**Location identification items:**

---

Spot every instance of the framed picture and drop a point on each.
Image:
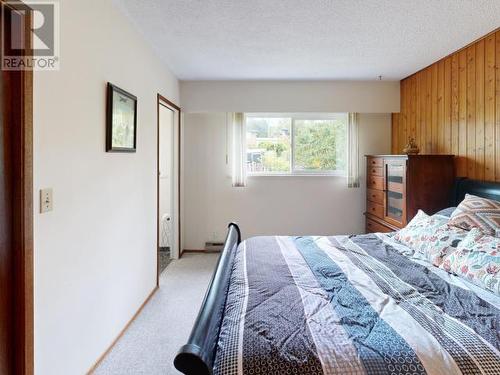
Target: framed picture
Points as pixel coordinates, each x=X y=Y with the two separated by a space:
x=121 y=120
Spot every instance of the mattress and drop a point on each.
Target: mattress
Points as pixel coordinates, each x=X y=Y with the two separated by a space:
x=352 y=305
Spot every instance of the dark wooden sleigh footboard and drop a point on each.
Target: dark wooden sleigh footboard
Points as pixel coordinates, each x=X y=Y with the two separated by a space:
x=197 y=356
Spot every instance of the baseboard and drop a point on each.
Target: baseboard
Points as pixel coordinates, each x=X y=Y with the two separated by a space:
x=122 y=332
x=194 y=251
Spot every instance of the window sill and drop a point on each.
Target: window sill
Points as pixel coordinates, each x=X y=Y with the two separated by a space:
x=296 y=175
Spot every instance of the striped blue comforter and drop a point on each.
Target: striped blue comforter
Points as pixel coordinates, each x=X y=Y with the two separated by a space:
x=352 y=305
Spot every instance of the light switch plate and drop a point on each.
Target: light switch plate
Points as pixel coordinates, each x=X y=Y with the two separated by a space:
x=45 y=200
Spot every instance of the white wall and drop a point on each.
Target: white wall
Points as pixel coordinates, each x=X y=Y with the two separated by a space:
x=290 y=96
x=95 y=254
x=268 y=205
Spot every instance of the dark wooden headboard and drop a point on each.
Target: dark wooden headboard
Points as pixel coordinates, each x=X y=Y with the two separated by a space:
x=490 y=190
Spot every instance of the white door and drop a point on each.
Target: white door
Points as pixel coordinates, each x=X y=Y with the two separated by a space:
x=168 y=210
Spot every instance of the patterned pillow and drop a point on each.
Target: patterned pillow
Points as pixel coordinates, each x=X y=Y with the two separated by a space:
x=477 y=259
x=476 y=212
x=443 y=241
x=419 y=229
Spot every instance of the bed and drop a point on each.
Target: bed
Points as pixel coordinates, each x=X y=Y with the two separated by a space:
x=359 y=304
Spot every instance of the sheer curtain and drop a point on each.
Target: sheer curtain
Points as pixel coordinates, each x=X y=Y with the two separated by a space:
x=352 y=151
x=237 y=137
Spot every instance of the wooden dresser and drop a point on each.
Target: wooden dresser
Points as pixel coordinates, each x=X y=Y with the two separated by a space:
x=399 y=185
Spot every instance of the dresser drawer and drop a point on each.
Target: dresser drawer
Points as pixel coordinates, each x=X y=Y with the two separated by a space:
x=374 y=227
x=376 y=196
x=375 y=182
x=375 y=171
x=375 y=209
x=374 y=162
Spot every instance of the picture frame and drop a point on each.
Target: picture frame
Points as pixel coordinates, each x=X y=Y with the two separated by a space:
x=121 y=120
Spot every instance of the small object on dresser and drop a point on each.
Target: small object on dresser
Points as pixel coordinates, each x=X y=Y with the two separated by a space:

---

**WORK INSTRUCTIONS:** Can you rewrite all the entries above, swapping "dresser" for "bureau" everywhere and keeping everything else identical? Leave the pictures out.

**SOLUTION:**
Spot every instance of the framed picture and drop a point on each.
Image:
Target: framed picture
Points as pixel coordinates, each x=X y=Y with the two separated by a space:
x=121 y=120
Spot every instance of the mattress and drop a point on each.
Target: mattress
Points as pixel coordinates, each x=X y=Y with the two separated by a space:
x=352 y=305
Spot every instance of the dark wooden sleigh footboard and drop a point on each.
Target: dark wooden sleigh footboard
Points as pixel coordinates, each x=X y=Y with the two separated by a space:
x=197 y=356
Spot every instance of the baseboard and drop a point on each.
Target: baseboard
Points as pixel coordinates, each x=X y=Y with the two separated by a space:
x=122 y=332
x=194 y=251
Spot every instance of the window sill and drop a point on each.
Target: window sill
Points as pixel coordinates, each x=X y=Y with the two separated by a space:
x=296 y=175
Spot every instance of the striped blue comforter and drop a point on each.
Target: striped blue comforter
Points as pixel coordinates, each x=X y=Y with the two separated by a space:
x=352 y=305
Spot every instance of the light switch plate and drop a point on each.
Target: light switch plate
Points as pixel coordinates, each x=X y=Y with the two separated by a space:
x=45 y=200
Spot every instance of the white wall and drop a point on each.
Target: white wall
Points as pixel coordinates, each x=X y=Y with the two separated by a space:
x=290 y=96
x=95 y=254
x=268 y=205
Spot every instance of the dark wooden headboard and drop a point on each.
Target: dark wooden headboard
Points as pixel coordinates, each x=X y=Y with the two separated by a space:
x=490 y=190
Spot every instance of the white door and drop a point on each.
Target: white door
Points as pixel coordinates, each x=X y=Y with the two separated by a space:
x=168 y=210
Spot every instance of the patterned pillow and drop a point on each.
Target: patterned pillow
Points as pixel coordinates, each x=X y=Y with the two separated by a space:
x=477 y=259
x=476 y=212
x=443 y=241
x=419 y=229
Spot every instance of the bed and drop a point on each.
Target: bed
Points as pixel coordinates, each x=X y=Y with the two separated by a space:
x=359 y=304
Spot every instance of the sheer curtain and drop a point on each.
Target: sheer curtain
Points as pixel coordinates, each x=X y=Y with the two separated by a space:
x=352 y=151
x=237 y=137
Spot every instance of the wooden bureau and drop a point on each.
Target: wooden bureau
Points as pixel coordinates, each x=X y=Y with the two separated by a space:
x=399 y=185
Spot every instance of the bureau drawer and drop a point on each.
Target: bureau drawer
Points as pixel coordinates, each x=X y=Y with the two separated by a space:
x=374 y=227
x=376 y=196
x=375 y=182
x=375 y=171
x=375 y=209
x=374 y=162
Spot every instance of the picture frame and drop a point on each.
Target: picture frame
Points as pixel coordinates, each x=X y=Y with the two separated by a space:
x=121 y=120
Spot every instance of the small object on bureau and drop a point on each.
Target: small object on bureau
Points as pixel coordinates, each x=X y=Y with the two separated by a space:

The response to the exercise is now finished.